**BRIEF**. Pull out every line of the records that contains the string "tower", copying each line in full. Case counts.

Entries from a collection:
################

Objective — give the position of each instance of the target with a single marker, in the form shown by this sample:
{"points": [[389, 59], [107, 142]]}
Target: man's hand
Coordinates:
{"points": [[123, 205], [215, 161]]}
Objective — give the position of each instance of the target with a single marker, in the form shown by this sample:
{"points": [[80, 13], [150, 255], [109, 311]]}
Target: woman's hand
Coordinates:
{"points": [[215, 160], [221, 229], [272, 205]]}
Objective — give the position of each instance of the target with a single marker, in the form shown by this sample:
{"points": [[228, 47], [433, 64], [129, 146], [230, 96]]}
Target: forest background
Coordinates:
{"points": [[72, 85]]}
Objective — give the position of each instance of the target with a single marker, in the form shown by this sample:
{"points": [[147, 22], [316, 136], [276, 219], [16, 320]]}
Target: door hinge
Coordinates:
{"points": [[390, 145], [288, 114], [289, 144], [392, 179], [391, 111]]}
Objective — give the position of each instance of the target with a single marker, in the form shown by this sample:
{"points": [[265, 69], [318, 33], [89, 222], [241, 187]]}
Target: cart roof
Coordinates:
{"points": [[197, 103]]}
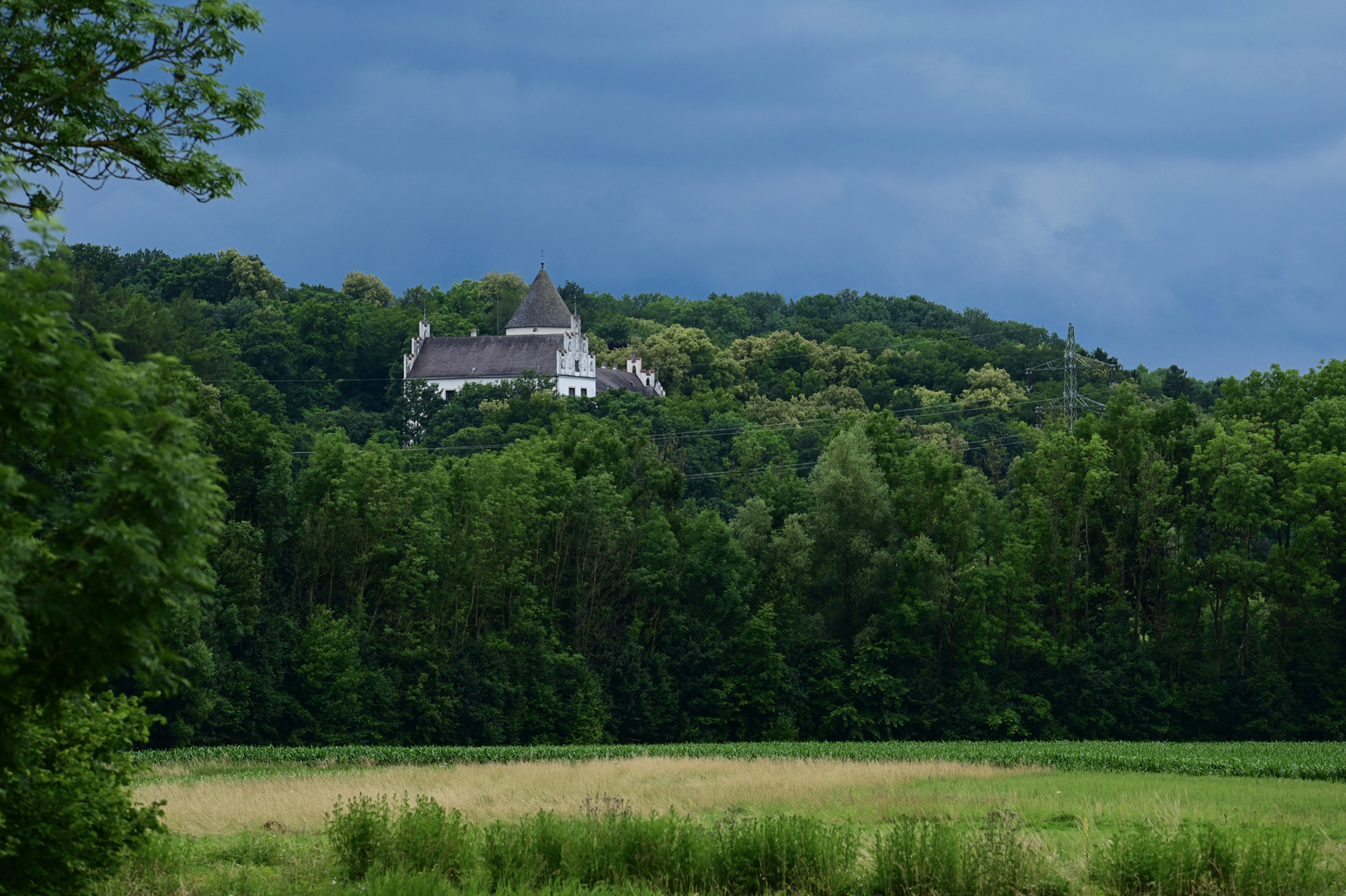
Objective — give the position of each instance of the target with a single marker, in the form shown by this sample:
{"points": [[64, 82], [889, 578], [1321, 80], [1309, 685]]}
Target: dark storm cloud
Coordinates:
{"points": [[1170, 177]]}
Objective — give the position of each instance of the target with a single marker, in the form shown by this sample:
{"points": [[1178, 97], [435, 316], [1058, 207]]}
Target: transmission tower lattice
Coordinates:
{"points": [[1071, 402]]}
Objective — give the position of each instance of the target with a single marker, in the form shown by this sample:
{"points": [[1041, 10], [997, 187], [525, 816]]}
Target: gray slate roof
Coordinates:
{"points": [[445, 357], [541, 307], [608, 378]]}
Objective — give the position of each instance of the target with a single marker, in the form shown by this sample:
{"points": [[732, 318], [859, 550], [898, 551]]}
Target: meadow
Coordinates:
{"points": [[746, 818]]}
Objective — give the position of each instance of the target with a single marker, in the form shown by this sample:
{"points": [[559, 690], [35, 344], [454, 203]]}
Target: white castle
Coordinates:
{"points": [[543, 338]]}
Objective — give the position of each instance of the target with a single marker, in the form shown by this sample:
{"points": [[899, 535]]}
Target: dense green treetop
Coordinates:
{"points": [[121, 89], [843, 523]]}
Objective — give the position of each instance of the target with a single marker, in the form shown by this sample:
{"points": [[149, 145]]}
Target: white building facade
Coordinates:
{"points": [[544, 338]]}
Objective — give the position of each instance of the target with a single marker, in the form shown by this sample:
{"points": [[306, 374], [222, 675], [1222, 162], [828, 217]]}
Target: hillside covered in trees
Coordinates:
{"points": [[844, 523]]}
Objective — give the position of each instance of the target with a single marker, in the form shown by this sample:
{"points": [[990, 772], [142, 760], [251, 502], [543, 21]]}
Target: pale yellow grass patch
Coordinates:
{"points": [[509, 790]]}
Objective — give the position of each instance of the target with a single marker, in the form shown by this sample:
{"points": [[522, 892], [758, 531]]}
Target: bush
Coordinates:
{"points": [[608, 846], [415, 837], [937, 859], [65, 811], [1203, 859]]}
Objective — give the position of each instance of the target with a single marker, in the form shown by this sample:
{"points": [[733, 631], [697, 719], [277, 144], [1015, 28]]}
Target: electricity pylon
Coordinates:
{"points": [[1071, 402]]}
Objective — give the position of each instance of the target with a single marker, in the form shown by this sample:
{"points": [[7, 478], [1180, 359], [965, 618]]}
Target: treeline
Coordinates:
{"points": [[841, 523]]}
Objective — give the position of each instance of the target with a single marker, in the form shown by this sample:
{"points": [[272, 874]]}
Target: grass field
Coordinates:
{"points": [[257, 821]]}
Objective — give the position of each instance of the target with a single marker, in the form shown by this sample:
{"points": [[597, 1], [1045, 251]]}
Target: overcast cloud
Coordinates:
{"points": [[1168, 177]]}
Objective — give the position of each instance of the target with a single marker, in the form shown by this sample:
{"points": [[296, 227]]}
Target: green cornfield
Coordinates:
{"points": [[1248, 759]]}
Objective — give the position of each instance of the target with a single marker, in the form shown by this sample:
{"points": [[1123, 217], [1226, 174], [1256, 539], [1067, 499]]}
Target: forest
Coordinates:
{"points": [[847, 521]]}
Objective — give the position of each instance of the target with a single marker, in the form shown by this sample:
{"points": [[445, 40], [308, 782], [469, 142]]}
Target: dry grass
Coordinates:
{"points": [[863, 791]]}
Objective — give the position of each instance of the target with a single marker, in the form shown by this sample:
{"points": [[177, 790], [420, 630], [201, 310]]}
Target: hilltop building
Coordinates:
{"points": [[543, 338]]}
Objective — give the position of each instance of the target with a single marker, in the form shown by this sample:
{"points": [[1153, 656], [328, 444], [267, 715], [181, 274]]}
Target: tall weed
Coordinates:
{"points": [[939, 859], [1200, 860]]}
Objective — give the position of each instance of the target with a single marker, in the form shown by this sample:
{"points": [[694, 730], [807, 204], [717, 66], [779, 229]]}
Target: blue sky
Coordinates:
{"points": [[1168, 177]]}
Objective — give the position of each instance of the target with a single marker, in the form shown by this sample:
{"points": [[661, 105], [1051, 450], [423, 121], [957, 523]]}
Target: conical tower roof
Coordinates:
{"points": [[541, 307]]}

################

**ANSWER IN FULL**.
Target: transmission tower lattice
Target: conical tower roof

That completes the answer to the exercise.